OPDRACHT: Haal uit de regels hieronder elke regel die het woord "dancer" bevat en geef die regels ongewijzigd weer.

MATERIAAL:

+ + + + +

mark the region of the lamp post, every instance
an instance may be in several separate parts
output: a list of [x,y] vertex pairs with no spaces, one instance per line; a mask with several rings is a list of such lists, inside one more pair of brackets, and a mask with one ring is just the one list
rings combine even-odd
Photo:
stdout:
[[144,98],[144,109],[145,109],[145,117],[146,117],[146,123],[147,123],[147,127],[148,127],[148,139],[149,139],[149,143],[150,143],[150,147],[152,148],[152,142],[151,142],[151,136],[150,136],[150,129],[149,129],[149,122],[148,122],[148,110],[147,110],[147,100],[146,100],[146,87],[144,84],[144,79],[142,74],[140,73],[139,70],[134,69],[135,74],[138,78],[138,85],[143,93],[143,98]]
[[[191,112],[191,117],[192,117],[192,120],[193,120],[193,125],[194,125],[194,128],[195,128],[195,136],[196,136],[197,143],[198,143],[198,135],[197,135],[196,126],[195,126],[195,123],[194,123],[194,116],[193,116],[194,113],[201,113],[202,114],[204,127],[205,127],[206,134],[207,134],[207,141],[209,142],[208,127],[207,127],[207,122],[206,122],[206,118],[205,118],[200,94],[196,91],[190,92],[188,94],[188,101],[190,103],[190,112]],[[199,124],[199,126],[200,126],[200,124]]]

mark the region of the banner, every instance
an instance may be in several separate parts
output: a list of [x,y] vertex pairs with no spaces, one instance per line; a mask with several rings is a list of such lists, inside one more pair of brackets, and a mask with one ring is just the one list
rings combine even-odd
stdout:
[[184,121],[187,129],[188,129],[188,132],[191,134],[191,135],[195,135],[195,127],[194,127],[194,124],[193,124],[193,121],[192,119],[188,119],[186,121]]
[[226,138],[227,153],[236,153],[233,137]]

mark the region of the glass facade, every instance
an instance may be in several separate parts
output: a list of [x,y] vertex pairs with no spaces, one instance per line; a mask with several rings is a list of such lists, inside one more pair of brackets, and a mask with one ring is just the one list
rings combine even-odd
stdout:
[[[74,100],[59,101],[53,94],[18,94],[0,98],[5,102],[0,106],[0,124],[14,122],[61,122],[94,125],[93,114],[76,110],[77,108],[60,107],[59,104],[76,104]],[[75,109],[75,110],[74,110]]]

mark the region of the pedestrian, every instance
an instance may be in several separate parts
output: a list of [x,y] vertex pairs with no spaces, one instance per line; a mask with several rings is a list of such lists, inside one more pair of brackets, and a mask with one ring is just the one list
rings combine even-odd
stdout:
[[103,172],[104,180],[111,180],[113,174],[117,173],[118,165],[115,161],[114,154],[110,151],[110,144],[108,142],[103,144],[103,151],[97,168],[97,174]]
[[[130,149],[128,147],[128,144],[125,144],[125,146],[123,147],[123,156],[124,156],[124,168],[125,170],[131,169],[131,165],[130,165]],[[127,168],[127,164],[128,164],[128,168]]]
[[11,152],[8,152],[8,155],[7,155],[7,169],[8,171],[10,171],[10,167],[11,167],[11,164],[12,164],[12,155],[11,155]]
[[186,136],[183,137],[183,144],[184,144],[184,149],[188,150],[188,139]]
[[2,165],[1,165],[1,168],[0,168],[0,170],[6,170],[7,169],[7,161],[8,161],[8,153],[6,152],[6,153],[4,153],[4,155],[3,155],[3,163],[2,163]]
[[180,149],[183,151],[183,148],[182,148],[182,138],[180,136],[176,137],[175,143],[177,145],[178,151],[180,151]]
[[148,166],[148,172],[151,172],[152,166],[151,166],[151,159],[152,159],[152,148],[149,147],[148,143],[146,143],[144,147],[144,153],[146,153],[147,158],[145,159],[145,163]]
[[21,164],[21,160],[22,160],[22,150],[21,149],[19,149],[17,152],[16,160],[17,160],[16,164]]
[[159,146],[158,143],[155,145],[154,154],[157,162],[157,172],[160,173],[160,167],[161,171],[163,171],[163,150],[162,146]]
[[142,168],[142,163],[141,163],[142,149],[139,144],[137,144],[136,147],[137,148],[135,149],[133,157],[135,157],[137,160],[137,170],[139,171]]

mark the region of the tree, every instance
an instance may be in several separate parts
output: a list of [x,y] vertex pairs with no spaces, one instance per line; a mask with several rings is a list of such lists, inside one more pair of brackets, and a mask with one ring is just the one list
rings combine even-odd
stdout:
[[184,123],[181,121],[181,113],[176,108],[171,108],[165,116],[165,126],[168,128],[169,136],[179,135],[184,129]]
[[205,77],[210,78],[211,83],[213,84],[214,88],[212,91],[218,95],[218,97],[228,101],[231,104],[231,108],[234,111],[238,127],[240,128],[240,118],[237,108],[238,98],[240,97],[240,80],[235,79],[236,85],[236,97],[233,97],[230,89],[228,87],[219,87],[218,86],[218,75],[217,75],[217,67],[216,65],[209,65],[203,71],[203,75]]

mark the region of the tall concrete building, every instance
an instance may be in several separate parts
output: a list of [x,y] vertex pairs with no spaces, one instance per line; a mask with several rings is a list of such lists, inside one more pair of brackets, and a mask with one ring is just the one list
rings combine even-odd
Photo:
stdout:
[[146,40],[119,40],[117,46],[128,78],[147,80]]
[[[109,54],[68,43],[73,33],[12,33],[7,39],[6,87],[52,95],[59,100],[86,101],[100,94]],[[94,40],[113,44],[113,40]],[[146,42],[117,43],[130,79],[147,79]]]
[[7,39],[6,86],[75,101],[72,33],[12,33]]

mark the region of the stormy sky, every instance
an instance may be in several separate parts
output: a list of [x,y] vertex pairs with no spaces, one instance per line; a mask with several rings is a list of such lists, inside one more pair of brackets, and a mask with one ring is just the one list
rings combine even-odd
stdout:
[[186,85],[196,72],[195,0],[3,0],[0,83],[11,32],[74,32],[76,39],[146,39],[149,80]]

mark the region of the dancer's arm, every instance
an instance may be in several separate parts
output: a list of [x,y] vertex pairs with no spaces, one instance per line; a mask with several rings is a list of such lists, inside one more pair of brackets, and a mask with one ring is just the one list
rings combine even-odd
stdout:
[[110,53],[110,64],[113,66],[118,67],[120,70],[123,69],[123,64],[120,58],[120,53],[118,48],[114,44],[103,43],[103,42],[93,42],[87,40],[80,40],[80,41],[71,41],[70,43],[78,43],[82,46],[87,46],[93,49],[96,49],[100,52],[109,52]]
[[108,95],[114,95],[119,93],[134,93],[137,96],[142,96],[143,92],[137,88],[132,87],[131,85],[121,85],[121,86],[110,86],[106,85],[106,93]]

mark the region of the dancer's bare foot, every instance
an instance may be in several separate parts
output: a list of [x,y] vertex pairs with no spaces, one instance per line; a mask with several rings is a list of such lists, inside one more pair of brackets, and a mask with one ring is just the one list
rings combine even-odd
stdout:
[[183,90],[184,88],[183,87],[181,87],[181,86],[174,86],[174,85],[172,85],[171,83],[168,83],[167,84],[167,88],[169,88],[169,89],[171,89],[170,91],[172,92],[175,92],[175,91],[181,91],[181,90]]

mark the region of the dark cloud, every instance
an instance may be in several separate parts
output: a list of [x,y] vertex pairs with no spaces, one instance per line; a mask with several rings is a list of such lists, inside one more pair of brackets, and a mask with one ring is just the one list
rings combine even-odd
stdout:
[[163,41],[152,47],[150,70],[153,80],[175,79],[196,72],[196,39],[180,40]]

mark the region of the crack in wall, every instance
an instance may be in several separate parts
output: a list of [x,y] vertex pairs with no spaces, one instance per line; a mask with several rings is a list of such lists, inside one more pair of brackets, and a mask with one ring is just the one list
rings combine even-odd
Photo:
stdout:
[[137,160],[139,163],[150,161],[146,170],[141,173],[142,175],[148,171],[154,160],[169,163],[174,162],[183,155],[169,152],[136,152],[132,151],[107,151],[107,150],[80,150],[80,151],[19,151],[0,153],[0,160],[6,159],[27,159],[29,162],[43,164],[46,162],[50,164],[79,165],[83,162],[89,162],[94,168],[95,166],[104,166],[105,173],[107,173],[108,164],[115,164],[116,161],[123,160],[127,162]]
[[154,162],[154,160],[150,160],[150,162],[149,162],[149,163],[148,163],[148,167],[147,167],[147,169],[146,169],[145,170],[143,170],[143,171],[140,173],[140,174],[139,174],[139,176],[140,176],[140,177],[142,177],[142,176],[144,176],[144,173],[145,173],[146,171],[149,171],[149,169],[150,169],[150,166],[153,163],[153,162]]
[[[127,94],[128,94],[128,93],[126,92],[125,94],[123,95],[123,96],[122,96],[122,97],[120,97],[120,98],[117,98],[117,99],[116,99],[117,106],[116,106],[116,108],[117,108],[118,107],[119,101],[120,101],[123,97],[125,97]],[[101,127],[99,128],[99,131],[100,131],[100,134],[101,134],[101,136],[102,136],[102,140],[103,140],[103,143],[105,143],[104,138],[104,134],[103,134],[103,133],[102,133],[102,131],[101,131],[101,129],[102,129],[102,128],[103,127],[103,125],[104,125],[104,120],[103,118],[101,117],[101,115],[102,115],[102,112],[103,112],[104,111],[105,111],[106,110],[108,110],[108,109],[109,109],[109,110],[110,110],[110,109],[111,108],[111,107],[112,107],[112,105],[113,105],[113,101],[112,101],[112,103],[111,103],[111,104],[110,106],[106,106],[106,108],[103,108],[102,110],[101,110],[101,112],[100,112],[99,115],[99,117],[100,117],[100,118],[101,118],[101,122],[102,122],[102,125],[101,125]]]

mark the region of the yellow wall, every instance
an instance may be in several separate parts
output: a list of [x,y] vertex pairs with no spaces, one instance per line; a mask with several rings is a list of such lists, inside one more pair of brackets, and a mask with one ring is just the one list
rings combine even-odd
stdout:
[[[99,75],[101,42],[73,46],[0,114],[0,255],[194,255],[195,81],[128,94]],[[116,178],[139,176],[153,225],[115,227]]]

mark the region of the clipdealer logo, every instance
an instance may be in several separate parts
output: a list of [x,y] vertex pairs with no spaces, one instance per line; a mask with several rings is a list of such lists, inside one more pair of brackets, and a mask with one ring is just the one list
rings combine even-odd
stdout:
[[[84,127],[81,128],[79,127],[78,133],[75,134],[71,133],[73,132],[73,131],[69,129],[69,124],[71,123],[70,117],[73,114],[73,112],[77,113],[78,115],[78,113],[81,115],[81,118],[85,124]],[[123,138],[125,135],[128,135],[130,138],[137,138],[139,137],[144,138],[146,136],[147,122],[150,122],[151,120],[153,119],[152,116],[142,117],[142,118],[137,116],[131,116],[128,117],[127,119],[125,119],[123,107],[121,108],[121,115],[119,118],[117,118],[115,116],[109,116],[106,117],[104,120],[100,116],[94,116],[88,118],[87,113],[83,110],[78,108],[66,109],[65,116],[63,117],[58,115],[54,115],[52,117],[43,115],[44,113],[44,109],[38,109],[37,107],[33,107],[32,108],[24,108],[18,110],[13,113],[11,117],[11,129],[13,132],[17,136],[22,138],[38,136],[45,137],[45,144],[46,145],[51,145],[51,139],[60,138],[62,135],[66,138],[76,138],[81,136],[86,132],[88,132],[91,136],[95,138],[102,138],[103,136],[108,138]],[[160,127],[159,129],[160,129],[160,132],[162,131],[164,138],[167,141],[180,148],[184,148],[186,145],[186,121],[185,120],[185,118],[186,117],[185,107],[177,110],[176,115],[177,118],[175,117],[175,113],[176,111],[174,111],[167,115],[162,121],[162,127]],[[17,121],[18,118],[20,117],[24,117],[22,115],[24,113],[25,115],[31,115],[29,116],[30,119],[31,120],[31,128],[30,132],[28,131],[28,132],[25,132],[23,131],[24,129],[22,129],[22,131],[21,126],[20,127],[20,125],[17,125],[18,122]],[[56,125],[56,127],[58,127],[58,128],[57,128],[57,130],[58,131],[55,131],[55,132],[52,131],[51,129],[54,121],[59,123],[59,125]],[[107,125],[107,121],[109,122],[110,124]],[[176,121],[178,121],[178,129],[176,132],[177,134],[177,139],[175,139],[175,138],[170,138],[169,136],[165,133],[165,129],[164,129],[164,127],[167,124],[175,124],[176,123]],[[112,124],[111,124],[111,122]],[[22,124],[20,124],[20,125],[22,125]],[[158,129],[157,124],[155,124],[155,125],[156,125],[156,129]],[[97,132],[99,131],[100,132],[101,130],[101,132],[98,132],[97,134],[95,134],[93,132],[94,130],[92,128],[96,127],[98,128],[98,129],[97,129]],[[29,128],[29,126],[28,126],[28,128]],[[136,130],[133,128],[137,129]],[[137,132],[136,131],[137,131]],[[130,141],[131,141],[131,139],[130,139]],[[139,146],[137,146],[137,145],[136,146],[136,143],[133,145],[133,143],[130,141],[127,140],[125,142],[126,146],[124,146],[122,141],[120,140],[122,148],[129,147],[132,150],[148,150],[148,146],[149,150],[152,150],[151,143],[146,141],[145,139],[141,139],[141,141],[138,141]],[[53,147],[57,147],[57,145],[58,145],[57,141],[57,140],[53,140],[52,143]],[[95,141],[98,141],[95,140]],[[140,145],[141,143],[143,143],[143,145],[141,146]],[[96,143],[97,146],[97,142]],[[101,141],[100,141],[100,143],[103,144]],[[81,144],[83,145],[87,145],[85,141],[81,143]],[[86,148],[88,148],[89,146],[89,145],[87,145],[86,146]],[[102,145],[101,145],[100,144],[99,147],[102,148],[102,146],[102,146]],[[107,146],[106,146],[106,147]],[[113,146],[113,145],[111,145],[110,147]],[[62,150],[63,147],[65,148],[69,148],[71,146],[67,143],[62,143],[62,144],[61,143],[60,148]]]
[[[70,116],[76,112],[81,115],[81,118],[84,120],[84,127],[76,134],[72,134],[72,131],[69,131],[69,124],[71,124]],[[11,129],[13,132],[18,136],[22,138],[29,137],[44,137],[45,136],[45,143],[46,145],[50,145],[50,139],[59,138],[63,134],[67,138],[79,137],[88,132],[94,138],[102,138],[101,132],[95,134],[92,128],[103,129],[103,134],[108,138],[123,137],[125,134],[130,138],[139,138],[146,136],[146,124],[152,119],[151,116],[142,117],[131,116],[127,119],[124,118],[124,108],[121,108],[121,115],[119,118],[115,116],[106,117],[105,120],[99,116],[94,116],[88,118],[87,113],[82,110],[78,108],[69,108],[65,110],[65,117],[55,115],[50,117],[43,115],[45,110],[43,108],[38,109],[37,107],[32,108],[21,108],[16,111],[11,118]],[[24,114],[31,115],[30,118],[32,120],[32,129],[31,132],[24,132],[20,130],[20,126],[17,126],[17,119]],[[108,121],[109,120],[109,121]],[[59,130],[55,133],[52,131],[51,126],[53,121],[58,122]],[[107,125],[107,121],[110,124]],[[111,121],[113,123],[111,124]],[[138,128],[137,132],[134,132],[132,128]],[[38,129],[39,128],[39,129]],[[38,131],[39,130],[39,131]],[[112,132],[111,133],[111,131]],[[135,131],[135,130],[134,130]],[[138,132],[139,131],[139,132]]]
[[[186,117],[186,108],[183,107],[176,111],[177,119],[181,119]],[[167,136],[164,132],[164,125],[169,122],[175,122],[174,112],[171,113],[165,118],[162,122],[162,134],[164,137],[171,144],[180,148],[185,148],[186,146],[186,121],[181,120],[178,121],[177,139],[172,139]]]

+ + + + +

ANTWOORD:
mark the region of the dancer's arm, every instance
mark the region of the dancer's bare foot, every instance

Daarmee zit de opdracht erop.